Tarefas
1. Transcreva do texto sobre o emburrecimento da humanidade o trecho que começa em "É melhor reinar" e termina em "onde se proteger.".
2. Retome o texto sobre o emburrecimento da humanidade e dê continuidade a ele depois da última frase apresentada.

Trecho fornecido
====================
A LUZ ESTÁ SE APAGANDO

É melhor reinar no inferno
do que servir no paraíso.
Paradise LostJohn Milton
Inglaterra, 1667

Estudos recentes realizados por pesquisadores americanos e europeus detectaram um quadro alarmante: A humanidade está emburrecendo. Sendo mais claro, os habitantes do planeta estão ficando cada vez mais burros! Um fato irreversível e irremediável ao considerarmos as causas desse flagelo são muitas - geográficas, culturais, históricas, que se acumulam há décadas e juntam-se às novas, não havendo nada que possamos fazer. Nada? Nada! Realidade cruel, algo como uma aluvião vindo em nossa direção e não ter por onde se proteger.

O desastre é inevitável. Vejo uma situação gravíssima a médio prazo e não confio que a humanidade encontrará uma saída porque ela é autora e executora da própria ruína, de um jeito ou de outro. A inteligência é pontual e singular, ao passo que a burrice é sistêmica, incendiária e pestilenta. Burrice é algo próprio de gente despreparada para o diálogo, incapaz de entender o mundo e imatura para a  vida. Um reinado quimérico se avizinha, a besta nem tão adormecida já despertou Perdoe por mais um texto longo, mas é impossível ser breve ante a seriedade do tema.

Um leitor, comentando o post da semana passada, sugeriu a leitura de uma crônica**do filósofo Luiz Felipe Pondé em cima da obra "Irmãos Karamazov", de Dostoiévski: "Se Deus não existe, tudo é permitido"? Tão apropriada que reproduzo um trecho:
A razão de Ivan Karamazov (muito próxima da que o ceticismo e a sofística conhecem) percebe a vacuidade de qualquer imperativo ético universal: O mundo é estilhaçado pela liberdade que a morte nos garante. Sem Deus, perde-se a forma absoluta do juízo moral: Estamos sós no universo como animais ferozes que babam enquanto vagam pelo deserto e contemplam a solidão dos elementos. A morte, que devolverá a humanidade ao pó, é o fundamento último do nosso direito cósmico ao gozo do mal.
====================
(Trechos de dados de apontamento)

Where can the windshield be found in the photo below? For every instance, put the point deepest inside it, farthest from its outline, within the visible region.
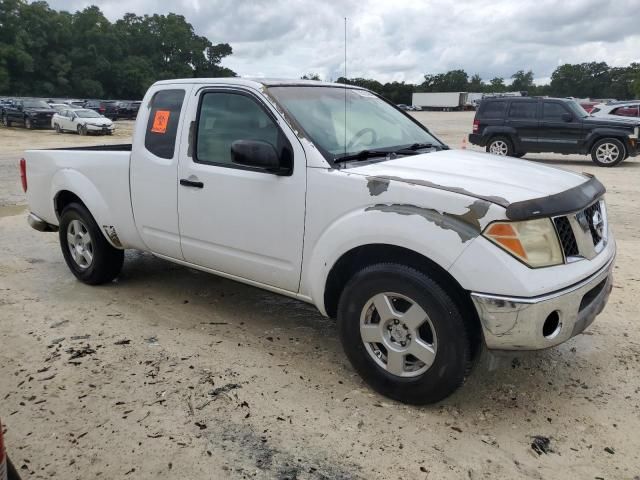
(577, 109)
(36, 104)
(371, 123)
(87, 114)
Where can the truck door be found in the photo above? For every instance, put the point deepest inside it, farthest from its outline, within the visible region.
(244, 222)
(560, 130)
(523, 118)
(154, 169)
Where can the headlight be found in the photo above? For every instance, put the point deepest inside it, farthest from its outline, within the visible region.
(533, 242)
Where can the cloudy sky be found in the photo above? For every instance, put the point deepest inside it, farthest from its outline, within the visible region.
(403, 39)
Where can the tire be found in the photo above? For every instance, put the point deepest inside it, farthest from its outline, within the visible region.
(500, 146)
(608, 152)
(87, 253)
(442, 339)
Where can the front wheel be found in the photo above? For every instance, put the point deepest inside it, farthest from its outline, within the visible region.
====================
Respostas
1.
É melhor reinar no inferno
do que servir no paraíso.
Paradise LostJohn Milton
Inglaterra, 1667

Estudos recentes realizados por pesquisadores americanos e europeus detectaram um quadro alarmante: A humanidade está emburrecendo. Sendo mais claro, os habitantes do planeta estão ficando cada vez mais burros! Um fato irreversível e irremediável ao considerarmos as causas desse flagelo são muitas - geográficas, culturais, históricas, que se acumulam há décadas e juntam-se às novas, não havendo nada que possamos fazer. Nada? Nada! Realidade cruel, algo como uma aluvião vindo em nossa direção e não ter por onde se proteger.

2.
Ao mesmo tempo em que o conhecimento explode no mundo, o homem o despreza porque está ficando burro, assim, sem meias palavras. As pesquisas revelam que os níveis de QI decrescem à taxa média de 3.5% a cada década em todo o mundo e em todos os setores da vida: educação, economia, esportes, direito, religião, política, cultura, ciência, tecnologia, comunicação... Um câncer que se alastra sem controle, embora, para alguns especialistas - e me inclino a concordar - é um processo induzido, isto é, há muito tempo as bases da educação, da formação e da informação têm sido solapadas para abrir espaço ao avanço corrosivo da estupidez. Comentando o post da Quimera, um leitor enviou uma frase de Nelson Rodrigues bem a propósito: "Os idiotas vão tomar conta do mundo, não pela capacidade, mas pela quantidade; eles são muitos", ao que eu completaria "e estão proliferando".

Já outra leitora (parece que conversa da semana passada deu resultado) citou a lenda grega do guerreiro Belerofonte que, montando Pégaso, destruiu a temível Quimera. Mas a lenda não conta que a besta é imortal; engana-se quem pensa tê-la vencido; paciente, mimética, mutante, não se esconde e quando menos se espera dá o bote, por vezes mortal. Pois aí está ela de novo e agora com enorme vantagem. Enquanto a inteligência está na serena inteireza da alma, a burrice na turbulenta cisão da mente. 

A vantagem, prenúncio de desastre iminente, é que ela se infiltrou e agora está astuta e estrategicamente incrustada em todas as camadas sociais, da professora ao ministro da suprema corte, do comunicador ao doutor, do taxista ao cientista, do bancário ao banqueiro, do atendente ao presidente, do capelão ao capitão. Nada escapa aos "braços pegajosos" do monstro que está solto e com apetite. Não demos ouvidos aos alertas da história e agora não há como detê-lo.

Para Mark Bauerlein, o olhar recai sobre a Era Digital e as implicações preocupantes no universo dos jovens e, em razão disso, no futuro: "O futuro intelectual dos Estados Unidos parece sombrio"*, declara o professor da Emory University. Ele tem razão. A pesquisa mostra que os candidatos à recente eleição americana e ex-presidentes fizeram pronunciamentos em um nível verbal equivalente a crianças de 7 a 11 anos, de modo a serem entendidos pelo grande público! Percebeu quão crítica é a situação? Serem entendidos pelo "grande público"!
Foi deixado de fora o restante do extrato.